Looking at the listing beneath, work out how many lines hold "white" and report only that figure.

### Material supplied

BEGIN

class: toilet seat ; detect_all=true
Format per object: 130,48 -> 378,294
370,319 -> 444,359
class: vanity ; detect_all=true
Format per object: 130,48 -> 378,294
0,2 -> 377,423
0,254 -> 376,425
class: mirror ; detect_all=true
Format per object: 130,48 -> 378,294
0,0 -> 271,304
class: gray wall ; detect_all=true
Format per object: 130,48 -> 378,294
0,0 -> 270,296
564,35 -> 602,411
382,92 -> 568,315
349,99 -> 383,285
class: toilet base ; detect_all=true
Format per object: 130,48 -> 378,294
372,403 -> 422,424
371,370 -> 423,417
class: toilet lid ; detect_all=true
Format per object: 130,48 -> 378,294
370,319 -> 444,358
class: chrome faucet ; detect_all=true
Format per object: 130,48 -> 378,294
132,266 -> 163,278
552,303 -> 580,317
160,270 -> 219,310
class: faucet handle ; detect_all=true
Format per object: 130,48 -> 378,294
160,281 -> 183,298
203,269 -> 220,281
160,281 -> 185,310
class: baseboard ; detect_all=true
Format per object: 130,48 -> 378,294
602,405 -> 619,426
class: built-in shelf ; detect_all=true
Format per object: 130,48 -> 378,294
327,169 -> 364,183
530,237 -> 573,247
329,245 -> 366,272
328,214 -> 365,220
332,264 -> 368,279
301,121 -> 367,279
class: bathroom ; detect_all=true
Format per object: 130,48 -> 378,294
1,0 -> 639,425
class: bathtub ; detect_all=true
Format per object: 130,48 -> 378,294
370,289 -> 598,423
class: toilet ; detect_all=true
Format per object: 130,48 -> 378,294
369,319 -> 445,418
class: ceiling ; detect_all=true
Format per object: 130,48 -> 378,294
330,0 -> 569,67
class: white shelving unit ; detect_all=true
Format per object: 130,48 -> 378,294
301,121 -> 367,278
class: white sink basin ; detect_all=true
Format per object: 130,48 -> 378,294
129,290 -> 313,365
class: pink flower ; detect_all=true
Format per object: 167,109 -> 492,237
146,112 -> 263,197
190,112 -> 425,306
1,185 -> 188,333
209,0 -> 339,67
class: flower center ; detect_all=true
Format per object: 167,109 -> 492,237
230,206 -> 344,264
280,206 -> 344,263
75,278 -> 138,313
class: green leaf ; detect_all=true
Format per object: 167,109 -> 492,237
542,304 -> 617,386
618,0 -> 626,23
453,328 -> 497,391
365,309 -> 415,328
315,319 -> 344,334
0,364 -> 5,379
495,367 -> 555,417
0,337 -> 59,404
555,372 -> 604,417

END

### Solution to the exercise
2